◆ The problem
For the records below, output every line from the one holding "Query: boy's hair" through the final line, unaltered, and no other lines.

◆ Data supplied
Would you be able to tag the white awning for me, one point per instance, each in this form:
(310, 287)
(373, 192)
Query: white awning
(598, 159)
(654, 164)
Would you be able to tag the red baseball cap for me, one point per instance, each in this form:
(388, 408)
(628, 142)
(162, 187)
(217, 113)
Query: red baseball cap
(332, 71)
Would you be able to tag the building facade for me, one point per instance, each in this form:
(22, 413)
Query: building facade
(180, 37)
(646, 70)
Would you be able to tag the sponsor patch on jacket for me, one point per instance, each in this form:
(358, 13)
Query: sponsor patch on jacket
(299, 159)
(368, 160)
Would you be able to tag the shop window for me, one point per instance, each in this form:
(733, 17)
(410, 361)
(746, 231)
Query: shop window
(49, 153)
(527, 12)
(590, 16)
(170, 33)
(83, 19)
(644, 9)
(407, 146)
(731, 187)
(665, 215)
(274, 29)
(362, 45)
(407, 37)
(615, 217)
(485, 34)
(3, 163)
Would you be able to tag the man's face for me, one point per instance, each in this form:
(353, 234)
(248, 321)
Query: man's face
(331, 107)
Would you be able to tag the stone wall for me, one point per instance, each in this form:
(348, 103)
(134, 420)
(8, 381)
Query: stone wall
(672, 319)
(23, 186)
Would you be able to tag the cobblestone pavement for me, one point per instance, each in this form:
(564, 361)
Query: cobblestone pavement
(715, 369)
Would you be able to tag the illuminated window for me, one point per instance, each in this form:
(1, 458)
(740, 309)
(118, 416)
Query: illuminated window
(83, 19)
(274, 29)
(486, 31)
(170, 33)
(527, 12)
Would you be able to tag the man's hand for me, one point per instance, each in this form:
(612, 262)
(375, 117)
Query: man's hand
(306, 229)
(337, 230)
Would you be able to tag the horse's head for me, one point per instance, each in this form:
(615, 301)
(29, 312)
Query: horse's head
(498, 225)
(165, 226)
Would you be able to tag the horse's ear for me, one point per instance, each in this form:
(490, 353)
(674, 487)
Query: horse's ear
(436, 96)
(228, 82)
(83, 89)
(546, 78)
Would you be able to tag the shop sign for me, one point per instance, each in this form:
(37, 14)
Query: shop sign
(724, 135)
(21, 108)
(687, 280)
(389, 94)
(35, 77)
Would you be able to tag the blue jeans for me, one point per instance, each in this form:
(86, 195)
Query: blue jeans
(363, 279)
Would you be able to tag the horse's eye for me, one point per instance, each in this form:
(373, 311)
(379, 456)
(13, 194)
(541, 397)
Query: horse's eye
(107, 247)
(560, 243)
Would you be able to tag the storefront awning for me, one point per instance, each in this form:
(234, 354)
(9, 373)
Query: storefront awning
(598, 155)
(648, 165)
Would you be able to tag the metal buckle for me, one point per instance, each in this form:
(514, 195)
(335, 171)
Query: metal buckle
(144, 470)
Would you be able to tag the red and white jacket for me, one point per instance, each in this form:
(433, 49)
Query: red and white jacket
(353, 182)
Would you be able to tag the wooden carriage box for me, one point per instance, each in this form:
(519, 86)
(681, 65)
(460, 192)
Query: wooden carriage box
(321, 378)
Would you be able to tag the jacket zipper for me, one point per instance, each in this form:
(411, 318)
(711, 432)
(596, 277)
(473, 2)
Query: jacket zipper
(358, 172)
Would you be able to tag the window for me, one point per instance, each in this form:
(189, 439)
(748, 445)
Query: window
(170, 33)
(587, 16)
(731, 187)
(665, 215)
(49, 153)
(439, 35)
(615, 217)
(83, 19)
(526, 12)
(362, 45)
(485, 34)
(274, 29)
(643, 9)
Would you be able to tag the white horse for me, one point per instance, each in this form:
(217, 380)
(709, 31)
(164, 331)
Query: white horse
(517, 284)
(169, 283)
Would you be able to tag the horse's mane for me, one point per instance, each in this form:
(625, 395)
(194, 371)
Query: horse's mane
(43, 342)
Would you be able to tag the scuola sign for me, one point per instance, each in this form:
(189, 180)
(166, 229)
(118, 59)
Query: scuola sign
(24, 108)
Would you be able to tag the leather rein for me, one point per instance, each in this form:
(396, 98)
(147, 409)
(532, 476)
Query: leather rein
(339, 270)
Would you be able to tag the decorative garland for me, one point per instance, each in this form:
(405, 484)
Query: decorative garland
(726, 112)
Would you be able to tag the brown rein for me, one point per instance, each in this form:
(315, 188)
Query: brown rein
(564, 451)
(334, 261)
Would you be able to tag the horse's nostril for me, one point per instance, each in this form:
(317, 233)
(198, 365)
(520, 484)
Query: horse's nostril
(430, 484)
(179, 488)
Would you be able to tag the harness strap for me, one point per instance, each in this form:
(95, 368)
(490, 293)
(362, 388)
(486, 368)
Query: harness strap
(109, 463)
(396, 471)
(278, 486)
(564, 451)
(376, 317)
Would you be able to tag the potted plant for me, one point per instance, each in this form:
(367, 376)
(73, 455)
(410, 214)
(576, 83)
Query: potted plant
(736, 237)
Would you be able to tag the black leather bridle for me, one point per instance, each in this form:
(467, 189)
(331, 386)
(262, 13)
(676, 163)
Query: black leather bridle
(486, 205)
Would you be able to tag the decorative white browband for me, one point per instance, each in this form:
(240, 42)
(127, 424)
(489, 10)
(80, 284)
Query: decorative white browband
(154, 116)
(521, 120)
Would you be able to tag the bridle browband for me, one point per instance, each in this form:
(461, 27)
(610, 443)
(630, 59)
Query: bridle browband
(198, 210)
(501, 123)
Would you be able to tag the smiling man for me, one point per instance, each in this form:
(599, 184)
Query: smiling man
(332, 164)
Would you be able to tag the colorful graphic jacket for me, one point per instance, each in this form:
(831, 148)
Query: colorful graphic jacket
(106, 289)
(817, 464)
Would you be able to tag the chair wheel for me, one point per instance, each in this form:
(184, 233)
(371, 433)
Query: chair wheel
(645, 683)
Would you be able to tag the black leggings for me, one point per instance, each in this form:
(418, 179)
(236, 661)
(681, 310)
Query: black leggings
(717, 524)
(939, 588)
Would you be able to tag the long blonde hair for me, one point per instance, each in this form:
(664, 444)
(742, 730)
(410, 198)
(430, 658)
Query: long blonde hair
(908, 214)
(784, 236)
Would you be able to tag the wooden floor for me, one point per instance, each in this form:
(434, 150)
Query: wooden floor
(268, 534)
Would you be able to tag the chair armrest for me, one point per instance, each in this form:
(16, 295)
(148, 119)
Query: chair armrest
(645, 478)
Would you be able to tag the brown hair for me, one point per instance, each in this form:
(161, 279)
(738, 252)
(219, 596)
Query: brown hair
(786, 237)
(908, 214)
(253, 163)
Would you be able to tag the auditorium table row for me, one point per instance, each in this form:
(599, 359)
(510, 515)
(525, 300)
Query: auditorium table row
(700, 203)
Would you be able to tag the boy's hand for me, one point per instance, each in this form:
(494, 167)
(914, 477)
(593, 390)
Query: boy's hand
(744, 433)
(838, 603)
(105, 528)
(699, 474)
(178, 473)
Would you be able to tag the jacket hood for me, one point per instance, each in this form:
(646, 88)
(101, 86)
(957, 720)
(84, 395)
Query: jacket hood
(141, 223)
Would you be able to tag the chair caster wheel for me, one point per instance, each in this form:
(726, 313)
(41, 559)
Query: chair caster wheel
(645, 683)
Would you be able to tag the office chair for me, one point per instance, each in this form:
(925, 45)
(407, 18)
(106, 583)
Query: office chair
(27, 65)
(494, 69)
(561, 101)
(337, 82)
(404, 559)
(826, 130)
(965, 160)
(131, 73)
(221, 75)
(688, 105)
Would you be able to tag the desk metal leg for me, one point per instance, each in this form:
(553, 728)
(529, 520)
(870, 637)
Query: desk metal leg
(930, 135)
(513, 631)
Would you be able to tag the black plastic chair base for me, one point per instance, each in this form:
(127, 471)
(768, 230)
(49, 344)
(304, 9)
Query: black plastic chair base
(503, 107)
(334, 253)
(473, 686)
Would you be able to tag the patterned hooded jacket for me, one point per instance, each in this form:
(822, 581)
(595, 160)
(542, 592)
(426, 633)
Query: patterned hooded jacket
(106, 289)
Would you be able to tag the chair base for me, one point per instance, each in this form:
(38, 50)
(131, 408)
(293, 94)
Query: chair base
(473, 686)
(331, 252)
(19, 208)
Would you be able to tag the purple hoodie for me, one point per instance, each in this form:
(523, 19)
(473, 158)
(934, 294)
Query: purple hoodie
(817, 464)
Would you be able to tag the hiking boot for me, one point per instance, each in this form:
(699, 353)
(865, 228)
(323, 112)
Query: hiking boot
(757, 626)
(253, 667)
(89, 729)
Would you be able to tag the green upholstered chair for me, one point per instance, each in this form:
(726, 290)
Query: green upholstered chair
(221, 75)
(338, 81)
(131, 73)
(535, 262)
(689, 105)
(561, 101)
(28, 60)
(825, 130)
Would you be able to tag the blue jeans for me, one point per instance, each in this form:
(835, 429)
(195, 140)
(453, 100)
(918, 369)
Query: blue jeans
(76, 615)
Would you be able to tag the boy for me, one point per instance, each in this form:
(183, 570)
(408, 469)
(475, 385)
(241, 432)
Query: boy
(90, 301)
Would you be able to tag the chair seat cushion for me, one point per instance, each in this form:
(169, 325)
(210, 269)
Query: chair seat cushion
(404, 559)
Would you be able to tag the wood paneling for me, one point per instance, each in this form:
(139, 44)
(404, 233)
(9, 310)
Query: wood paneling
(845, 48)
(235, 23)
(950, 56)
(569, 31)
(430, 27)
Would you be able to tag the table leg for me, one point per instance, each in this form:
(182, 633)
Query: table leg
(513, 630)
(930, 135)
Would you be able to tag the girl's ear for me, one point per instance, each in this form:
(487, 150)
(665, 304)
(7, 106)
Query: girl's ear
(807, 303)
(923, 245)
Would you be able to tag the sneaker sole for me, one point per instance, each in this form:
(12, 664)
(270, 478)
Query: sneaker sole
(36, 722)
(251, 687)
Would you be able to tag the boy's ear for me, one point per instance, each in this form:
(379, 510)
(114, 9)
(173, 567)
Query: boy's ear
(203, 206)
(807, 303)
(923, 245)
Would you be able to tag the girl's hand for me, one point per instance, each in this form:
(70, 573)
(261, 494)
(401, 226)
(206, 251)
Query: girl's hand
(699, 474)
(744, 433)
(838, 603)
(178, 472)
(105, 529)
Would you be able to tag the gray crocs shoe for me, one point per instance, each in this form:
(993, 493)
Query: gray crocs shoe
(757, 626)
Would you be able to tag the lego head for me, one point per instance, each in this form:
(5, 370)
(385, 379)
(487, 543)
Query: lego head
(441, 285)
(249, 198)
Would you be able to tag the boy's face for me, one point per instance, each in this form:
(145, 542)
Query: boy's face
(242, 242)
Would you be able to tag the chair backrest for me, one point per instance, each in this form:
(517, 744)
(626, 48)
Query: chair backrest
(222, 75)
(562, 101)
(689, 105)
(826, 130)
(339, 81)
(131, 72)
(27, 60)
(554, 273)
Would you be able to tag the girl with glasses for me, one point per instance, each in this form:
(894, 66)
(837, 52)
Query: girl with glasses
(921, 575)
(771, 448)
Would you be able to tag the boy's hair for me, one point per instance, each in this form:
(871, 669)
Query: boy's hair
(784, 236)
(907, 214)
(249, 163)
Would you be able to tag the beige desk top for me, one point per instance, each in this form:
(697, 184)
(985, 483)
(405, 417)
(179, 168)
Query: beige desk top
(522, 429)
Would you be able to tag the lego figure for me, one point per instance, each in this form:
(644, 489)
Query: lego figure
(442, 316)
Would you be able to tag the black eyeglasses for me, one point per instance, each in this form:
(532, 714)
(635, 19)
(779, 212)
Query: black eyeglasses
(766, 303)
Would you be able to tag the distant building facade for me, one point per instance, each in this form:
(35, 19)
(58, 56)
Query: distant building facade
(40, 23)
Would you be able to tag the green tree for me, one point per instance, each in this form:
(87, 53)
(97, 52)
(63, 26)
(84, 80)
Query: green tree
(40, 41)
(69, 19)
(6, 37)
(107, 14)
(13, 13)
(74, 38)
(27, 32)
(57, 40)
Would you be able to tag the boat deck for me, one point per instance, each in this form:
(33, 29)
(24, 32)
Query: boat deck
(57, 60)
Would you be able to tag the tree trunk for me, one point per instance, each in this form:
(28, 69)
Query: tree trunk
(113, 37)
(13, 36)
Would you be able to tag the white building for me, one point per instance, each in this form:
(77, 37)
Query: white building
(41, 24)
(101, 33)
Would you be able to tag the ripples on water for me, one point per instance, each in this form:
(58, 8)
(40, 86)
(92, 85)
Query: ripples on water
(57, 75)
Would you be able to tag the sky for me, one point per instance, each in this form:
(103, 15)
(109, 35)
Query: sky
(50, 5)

◆ Solution to this task
Query: boy's hair
(784, 236)
(907, 214)
(249, 163)
Would you be able to tag the beige desk top for me, one point per instance, each in this form:
(697, 184)
(985, 483)
(405, 417)
(179, 168)
Query: beige desk top
(522, 429)
Would you be able to tag the lego figure for me, one point per instance, each in this form:
(644, 489)
Query: lego figure
(442, 316)
Would you be able to tag the black eyeglasses for me, one point per instance, each in this form:
(532, 714)
(635, 19)
(779, 212)
Query: black eyeglasses
(766, 303)
Would you be able to tag the distant building facade for me, one point per instance, each in this form:
(35, 19)
(58, 56)
Query: distant building facade
(40, 23)
Would you be able to tag the green tree for me, one point per instance, each in this form:
(87, 53)
(97, 52)
(63, 26)
(84, 80)
Query: green tree
(40, 41)
(69, 19)
(6, 37)
(107, 14)
(13, 13)
(74, 38)
(27, 32)
(57, 40)
Would you be able to tag the boat deck for me, one point per instance, each in this form:
(33, 29)
(24, 32)
Query: boat deck
(57, 60)
Would you be able to tag the tree trunk for me, one point per instance, each in this form:
(28, 69)
Query: tree trunk
(113, 37)
(13, 36)
Would you be able to tag the white building for me, one point per instance, each in this form:
(77, 37)
Query: white building
(41, 24)
(101, 33)
Would you be able to tag the ripples on water for me, one point per instance, each in this form:
(58, 8)
(40, 86)
(92, 85)
Query: ripples on water
(57, 75)
Would you be able to tag the sky for me, one point per instance, each in this form:
(103, 15)
(109, 35)
Query: sky
(50, 5)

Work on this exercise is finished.